## Exercise
Only a number is wanted here: how many lines in the entries below contain the word "blue".
--- Source material ---
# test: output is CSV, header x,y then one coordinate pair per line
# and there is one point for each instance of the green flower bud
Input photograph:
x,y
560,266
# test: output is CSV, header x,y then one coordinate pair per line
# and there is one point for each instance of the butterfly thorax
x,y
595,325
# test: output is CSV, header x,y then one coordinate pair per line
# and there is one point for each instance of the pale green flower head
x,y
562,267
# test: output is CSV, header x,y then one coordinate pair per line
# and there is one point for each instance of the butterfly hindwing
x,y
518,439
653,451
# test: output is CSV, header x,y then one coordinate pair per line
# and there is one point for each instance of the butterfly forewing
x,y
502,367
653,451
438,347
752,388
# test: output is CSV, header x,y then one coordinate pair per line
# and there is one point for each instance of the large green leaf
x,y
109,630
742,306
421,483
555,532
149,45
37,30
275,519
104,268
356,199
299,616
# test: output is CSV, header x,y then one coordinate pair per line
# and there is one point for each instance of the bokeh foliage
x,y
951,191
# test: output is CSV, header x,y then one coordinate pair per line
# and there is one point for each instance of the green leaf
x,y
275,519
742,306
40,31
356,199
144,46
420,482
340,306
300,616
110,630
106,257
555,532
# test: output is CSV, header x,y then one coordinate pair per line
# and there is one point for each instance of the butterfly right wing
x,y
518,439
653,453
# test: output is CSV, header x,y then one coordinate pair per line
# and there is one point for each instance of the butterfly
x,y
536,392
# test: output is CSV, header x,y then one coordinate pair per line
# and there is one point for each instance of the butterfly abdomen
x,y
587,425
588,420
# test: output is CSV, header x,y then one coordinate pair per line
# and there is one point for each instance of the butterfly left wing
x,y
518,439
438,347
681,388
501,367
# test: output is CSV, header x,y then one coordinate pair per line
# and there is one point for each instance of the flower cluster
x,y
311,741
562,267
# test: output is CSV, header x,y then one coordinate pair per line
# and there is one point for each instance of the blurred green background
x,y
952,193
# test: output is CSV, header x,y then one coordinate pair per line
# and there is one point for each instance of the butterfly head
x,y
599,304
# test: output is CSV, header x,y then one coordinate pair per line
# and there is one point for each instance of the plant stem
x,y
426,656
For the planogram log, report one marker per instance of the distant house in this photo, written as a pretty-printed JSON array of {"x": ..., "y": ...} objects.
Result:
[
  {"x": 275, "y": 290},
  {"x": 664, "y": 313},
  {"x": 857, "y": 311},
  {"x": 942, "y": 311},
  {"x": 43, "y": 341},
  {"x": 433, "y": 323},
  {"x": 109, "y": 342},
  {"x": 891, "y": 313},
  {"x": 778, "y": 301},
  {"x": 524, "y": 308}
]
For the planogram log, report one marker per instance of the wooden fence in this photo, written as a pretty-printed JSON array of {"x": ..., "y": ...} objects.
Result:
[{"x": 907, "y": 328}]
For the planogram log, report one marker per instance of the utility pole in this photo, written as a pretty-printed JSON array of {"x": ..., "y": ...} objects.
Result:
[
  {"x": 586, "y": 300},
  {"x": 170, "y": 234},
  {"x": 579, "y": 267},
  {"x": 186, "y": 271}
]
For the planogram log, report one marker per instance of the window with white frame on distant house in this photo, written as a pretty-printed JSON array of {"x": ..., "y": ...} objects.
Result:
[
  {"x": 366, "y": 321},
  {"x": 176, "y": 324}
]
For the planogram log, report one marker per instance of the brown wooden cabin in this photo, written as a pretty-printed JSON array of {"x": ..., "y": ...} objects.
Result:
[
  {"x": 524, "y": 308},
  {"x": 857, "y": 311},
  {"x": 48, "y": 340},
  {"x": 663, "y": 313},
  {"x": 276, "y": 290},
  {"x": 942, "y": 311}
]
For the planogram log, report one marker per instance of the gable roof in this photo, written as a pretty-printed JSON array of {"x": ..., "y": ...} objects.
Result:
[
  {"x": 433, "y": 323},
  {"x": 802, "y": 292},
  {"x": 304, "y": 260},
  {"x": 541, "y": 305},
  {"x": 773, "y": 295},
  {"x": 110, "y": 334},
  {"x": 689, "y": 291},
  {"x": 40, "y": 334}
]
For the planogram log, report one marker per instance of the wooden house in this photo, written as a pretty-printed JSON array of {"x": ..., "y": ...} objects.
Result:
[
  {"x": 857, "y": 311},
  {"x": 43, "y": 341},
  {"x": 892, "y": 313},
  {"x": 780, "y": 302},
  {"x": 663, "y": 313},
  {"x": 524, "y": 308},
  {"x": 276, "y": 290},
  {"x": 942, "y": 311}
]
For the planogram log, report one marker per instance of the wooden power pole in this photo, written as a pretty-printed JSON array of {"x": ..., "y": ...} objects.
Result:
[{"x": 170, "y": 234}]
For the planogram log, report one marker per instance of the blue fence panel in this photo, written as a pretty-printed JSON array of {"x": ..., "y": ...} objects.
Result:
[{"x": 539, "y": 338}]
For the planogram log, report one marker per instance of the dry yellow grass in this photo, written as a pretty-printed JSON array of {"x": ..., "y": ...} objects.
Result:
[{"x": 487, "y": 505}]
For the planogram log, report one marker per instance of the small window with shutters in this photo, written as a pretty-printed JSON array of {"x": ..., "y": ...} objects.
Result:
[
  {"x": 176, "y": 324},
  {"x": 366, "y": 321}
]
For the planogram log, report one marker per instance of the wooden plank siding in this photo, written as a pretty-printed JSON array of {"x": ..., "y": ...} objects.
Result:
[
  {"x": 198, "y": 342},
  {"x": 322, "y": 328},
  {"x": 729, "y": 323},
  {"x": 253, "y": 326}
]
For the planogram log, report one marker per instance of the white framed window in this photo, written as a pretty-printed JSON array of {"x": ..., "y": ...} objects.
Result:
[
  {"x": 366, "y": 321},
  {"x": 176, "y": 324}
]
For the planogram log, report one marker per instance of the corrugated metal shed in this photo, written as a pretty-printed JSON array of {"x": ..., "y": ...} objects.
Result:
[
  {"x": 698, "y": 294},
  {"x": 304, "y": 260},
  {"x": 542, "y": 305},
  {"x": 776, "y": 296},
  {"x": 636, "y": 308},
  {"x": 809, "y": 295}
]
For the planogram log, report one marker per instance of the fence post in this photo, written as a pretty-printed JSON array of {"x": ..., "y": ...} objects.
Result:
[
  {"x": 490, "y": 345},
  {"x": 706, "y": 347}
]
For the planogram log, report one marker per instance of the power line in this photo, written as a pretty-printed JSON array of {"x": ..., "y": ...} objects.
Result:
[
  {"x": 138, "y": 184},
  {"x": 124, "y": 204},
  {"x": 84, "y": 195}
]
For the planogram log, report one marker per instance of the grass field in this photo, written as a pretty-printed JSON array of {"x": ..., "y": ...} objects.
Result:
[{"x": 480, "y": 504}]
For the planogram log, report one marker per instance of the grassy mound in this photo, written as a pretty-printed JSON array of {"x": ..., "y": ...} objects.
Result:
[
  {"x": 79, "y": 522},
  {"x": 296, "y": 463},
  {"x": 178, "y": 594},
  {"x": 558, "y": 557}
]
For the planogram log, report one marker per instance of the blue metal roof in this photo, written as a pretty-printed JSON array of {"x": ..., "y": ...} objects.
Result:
---
## Exercise solution
2